# [EXERCISE GOAL]
Output the full listing below verbatim, keeping every line in its original order.

***** MATERIAL TO PROCESS *****

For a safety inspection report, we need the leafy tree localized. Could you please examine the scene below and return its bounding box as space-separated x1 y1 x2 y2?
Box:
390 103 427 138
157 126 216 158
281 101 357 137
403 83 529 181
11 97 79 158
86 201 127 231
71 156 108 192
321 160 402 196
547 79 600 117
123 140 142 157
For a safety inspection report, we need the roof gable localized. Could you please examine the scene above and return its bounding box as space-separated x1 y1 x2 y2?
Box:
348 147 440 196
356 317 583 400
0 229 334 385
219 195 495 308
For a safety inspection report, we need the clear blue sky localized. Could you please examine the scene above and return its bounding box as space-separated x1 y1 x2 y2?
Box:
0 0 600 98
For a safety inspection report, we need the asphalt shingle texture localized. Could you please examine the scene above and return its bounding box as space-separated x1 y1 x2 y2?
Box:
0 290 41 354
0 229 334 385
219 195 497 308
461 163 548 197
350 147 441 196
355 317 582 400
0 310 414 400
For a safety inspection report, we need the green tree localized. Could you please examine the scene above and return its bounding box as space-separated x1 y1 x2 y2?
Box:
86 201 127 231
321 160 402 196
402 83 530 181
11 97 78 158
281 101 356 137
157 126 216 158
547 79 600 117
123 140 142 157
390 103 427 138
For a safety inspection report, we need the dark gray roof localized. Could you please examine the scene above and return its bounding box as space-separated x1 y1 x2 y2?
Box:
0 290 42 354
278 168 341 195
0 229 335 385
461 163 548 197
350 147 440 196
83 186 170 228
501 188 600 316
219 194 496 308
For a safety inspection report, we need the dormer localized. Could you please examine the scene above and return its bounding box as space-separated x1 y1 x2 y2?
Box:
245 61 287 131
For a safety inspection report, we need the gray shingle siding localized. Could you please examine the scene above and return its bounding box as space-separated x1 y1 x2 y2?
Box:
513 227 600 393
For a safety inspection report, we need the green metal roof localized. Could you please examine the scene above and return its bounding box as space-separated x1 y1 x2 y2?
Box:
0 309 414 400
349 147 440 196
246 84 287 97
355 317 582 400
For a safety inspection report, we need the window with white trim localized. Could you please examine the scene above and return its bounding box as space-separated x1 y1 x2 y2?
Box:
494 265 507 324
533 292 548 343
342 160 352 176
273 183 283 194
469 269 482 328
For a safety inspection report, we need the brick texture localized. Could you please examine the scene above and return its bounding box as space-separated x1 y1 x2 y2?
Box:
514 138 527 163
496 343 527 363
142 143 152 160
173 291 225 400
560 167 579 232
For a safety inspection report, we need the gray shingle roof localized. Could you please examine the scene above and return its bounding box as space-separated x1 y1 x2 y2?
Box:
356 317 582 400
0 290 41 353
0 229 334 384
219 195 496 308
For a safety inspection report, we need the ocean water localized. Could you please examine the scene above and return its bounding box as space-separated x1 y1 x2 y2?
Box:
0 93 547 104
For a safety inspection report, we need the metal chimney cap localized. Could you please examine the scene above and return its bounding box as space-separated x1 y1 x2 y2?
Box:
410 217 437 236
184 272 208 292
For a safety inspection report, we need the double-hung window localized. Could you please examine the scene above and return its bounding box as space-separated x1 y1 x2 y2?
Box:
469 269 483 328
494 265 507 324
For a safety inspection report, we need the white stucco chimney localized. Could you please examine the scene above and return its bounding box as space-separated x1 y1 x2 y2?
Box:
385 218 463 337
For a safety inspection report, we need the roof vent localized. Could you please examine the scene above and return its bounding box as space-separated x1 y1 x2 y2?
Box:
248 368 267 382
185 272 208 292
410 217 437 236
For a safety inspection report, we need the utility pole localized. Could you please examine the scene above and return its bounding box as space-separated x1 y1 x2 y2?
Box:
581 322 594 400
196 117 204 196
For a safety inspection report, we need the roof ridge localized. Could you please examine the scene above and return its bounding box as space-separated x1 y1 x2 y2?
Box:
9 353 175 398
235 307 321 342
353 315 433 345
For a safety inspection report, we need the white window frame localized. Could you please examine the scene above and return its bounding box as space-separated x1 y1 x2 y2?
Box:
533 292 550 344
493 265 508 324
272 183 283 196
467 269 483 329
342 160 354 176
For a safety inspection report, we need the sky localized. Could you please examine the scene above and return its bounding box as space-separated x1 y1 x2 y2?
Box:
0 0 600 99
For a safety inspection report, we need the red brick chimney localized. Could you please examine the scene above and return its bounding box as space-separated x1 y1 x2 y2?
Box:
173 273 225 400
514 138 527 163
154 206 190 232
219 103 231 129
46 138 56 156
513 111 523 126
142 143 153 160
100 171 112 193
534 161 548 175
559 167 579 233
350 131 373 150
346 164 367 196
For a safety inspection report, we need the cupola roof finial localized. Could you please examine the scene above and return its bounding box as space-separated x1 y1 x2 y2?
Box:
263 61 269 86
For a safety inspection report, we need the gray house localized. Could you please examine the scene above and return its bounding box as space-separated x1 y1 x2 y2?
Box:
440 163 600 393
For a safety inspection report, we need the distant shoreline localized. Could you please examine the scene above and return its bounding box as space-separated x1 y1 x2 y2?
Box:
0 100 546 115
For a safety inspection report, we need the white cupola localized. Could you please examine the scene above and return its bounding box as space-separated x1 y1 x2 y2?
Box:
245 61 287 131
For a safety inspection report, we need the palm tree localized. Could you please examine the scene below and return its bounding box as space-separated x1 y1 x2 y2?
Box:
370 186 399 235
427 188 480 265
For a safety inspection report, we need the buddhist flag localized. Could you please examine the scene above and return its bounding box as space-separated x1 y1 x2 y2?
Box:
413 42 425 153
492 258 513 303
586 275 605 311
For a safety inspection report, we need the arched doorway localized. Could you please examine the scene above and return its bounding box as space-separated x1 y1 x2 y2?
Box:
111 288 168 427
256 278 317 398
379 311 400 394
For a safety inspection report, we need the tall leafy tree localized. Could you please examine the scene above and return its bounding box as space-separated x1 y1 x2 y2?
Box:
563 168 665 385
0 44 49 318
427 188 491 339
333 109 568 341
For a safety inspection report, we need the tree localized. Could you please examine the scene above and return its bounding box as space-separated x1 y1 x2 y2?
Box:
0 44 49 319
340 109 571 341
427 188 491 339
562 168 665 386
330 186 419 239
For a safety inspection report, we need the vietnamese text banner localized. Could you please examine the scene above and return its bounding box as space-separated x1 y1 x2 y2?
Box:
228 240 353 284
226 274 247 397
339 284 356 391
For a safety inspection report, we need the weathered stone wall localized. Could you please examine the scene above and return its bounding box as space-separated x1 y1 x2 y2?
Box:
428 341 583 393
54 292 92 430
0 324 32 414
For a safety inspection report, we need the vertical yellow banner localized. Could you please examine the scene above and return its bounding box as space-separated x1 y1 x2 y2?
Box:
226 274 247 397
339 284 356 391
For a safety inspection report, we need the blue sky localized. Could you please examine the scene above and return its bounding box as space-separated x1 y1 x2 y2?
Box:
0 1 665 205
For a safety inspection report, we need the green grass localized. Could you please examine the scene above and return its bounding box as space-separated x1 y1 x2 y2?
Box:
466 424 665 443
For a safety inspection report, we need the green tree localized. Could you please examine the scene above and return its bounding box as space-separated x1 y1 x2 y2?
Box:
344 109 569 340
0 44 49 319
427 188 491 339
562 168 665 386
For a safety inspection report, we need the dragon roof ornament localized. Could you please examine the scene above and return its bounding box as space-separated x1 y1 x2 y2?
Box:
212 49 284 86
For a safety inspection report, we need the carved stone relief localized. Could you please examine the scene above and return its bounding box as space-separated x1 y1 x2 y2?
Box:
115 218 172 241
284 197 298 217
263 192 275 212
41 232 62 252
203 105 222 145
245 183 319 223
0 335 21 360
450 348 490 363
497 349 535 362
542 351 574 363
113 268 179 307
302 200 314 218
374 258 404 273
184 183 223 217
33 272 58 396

*****

# [ANSWER TO THIS EXERCISE]
For a safety inspection report, we need the leafy tree localized. Could you please examine the scene below and return its bounding box as space-separated x1 y1 x2 y2?
Box:
390 103 427 138
157 126 216 158
281 101 357 137
403 83 529 181
11 97 79 158
86 201 127 231
71 156 108 192
321 160 402 196
547 79 600 117
123 140 142 157
For a safety inspection report, we need the roof gable localized. Could you please examine the scene above and return its bounding box as space-separated x1 y1 x2 y2?
Box:
348 147 440 196
356 317 583 400
0 229 334 385
219 195 495 308
For a safety inspection report, we need the clear blue sky localized. Could you please examine the scene above and return its bounding box as space-separated x1 y1 x2 y2?
Box:
0 0 600 98
For a safety inspection report, we need the asphalt shingle texture localized. Could you please examine the scene above and return its bounding box as space-separated x1 y1 x2 y2?
Box:
0 290 41 354
0 229 334 385
219 195 497 308
461 163 548 197
350 147 441 196
355 317 582 400
0 310 414 400
For a safety inspection report, we need the green tree localized. Could you please examine the scene above and return its bounding box as space-separated x1 y1 x2 y2?
Box:
86 201 127 231
321 160 402 196
402 83 530 181
11 97 78 158
281 101 356 137
157 126 216 158
547 79 600 117
123 140 142 157
390 103 427 138
For a safety inspection report, we need the dark gray roof localized. Could you please examine the scene above and return its bounding box as space-separated x1 y1 x2 y2?
Box:
0 290 42 354
278 168 341 195
0 229 335 385
461 163 548 197
350 147 440 196
83 186 170 228
501 188 600 316
219 194 496 308
For a safety inspection report, we need the dormer localized. Could you please examine the scene above and return its bounding box as space-separated x1 y1 x2 y2?
Box:
245 61 287 131
For a safety inspection report, we need the gray shingle siding localized. Could you please examine the scene above and return its bounding box as space-separated x1 y1 x2 y2?
Box:
513 227 600 393
For a safety inspection report, we need the green metal roof localized. Could you please examine the scene above and return its bounding box as space-separated x1 y1 x2 y2?
Box:
0 309 414 400
349 147 440 196
246 84 287 97
355 317 582 400
For a safety inspection report, we need the window with white trim localized. Could you please examine the scene above and return its bounding box as space-separated x1 y1 x2 y2?
Box:
494 265 507 324
533 292 548 343
342 160 352 176
273 183 283 194
469 269 482 328
For a safety inspection report, we need the brick texture localized. Could you please examine the scene above and return its bounding box as space-separated x1 y1 x2 y2?
Box:
514 138 527 163
496 343 527 363
142 143 152 160
173 291 225 400
560 167 579 232
For a safety inspection report, we need the gray shingle roof localized. Could you please examine the scene above and return its bounding box as space-separated x1 y1 x2 y2?
Box:
356 317 582 400
0 290 41 353
0 229 334 384
219 195 496 308
For a safety inspection report, we need the ocean water localized. Could you please examine the scene above and return its bounding box as space-separated x1 y1 x2 y2?
Box:
0 93 547 104
For a safety inspection report, we need the metal chimney cap localized. Could you please examine the scene above and return its bounding box as space-separated x1 y1 x2 y2?
Box:
410 217 437 236
184 272 208 292
For a safety inspection report, we need the double-hung window localized. Could you please examine the scene above and return its bounding box as space-separated x1 y1 x2 y2?
Box:
469 269 483 328
494 265 507 324
For a safety inspection report, we need the white stucco chimney localized. Could you please examine the scene above and return its bounding box as space-separated x1 y1 x2 y2?
Box:
385 218 463 337
For a safety inspection report, we need the roof vent localized. Could you please examine the scene above and return its bounding box as space-separated x1 y1 x2 y2?
Box:
248 368 267 382
185 272 208 292
410 217 437 236
For a safety inspection report, we need the utility pole localized. Could you please examine the scene above and return its bounding box as space-separated x1 y1 x2 y2?
Box:
581 322 594 400
196 117 204 196
For a safety inspection report, we need the roof ridge localized. Could you please examine the scene above and return its bounding box as space-separated x1 y1 x2 y2?
Box:
9 353 175 398
235 307 321 342
353 315 433 345
For a safety inspection report, we need the white window frame localized. Could you please examine the scene above and return its bounding box as space-separated x1 y1 x2 y2?
Box:
533 292 550 344
493 265 508 324
272 183 283 196
467 269 483 329
342 160 354 176
For a safety inspection report, we need the sky localized. Could you please examine the scene above and return its bounding box as space-separated x1 y1 x2 y2?
Box:
0 0 600 99
For a safety inspection report, we need the red brick chimney localized. Could you please examine the scene above and return its bounding box as space-separated x1 y1 x2 y2?
Box:
173 273 225 400
514 138 527 163
154 206 190 232
219 103 231 129
46 138 56 156
513 111 523 126
142 143 153 160
100 171 112 193
534 161 548 175
559 167 579 233
350 131 373 150
346 164 367 196
For a safety inspection report, we need the cupola roof finial localized. Could you please examine the scene above and return its bounding box as space-separated x1 y1 x2 y2?
Box:
263 61 269 86
For a safety inspection report, we need the gray house localized. Could you please examine the scene above and return its bounding box as space-separated x1 y1 x2 y2?
Box:
440 163 600 393
For a safety inspection report, we need the distant shoreline localized. Could you please examine the scene above and return its bounding box as space-separated x1 y1 x2 y2?
Box:
0 100 546 115
For a safety inspection report, we need the white cupola localized. Could you please examine the scene above and return its bounding box as space-separated x1 y1 x2 y2?
Box:
245 61 287 131
For a safety inspection report, we need the palm tree localized. Could you please examine the scene below and return its bounding box as space-separated x1 y1 x2 y2?
Box:
370 186 399 235
427 188 480 265
For a safety inspection report, we need the buddhist flag localized. Could you please examine the scene above and return its bounding box as space-separated x1 y1 x2 y2?
Box:
413 42 425 153
492 258 513 303
586 275 605 311
For a safety inspection report, we need the arched doorway localized. Could you please examine the scene above and return its bounding box as space-separated x1 y1 x2 y2?
Box:
111 288 168 427
256 278 317 398
379 311 400 394
For a safety inspection report, we need the tall leafy tree localized. Could you please examine the scene above and return its bounding box as space-separated x1 y1 x2 y2?
Box:
563 168 665 385
0 44 49 318
427 188 491 339
333 109 568 341
For a safety inspection report, we need the tree localized. Could you please examine the scene above and return its bounding box as space-separated x1 y1 x2 y2?
Box:
0 44 49 319
340 109 571 341
427 188 491 339
562 168 665 386
330 186 419 239
For a safety inspection report, we need the vietnamese text banner localized. Could you please examine the scene above and return its bounding box as space-separated x1 y1 x2 y2?
Box:
228 240 353 284
226 274 247 397
339 284 356 391
For a safety inspection report, we need the weathered stone wall localized. Could you please examine the scene above and return its bounding box as space-separated x1 y1 x2 y2?
Box:
428 341 583 393
54 292 92 430
0 324 32 414
For a safety inspection report, we need the vertical yellow banner localized. Could you please examine the scene above and return its bounding box as space-separated x1 y1 x2 y2?
Box:
226 274 247 397
339 284 356 391
For a safety inspection report, we need the blue sky localized. Could you please examine the scene above and return its bounding box as space-separated x1 y1 x2 y2?
Box:
0 1 665 205
For a safety inspection report, we need the green grass localized. Could you please examine the scene above and return its bounding box as space-separated x1 y1 x2 y2?
Box:
466 424 665 443
For a safety inspection report, we need the green tree localized. Could you please examine the scene above and return its bounding box as space-separated x1 y1 x2 y2?
Box:
344 109 569 340
0 44 49 319
427 188 491 339
562 168 665 386
For a safety inspection report, we need the dragon roof ornament localized. Could you please examine the scene above and return its bounding box as space-separated x1 y1 x2 y2?
Box:
212 49 284 86
For a safety inspection report, we need the carved stone relief localized. Could you please examine the scene above and return its bounding box as space-separated x1 y1 x2 y2?
Box:
115 218 172 241
284 197 298 217
263 192 275 212
41 232 62 252
203 105 222 145
245 183 319 223
0 335 21 360
450 348 490 363
497 349 535 362
542 351 574 363
113 268 179 307
302 200 314 218
374 258 404 273
184 183 223 217
33 272 58 396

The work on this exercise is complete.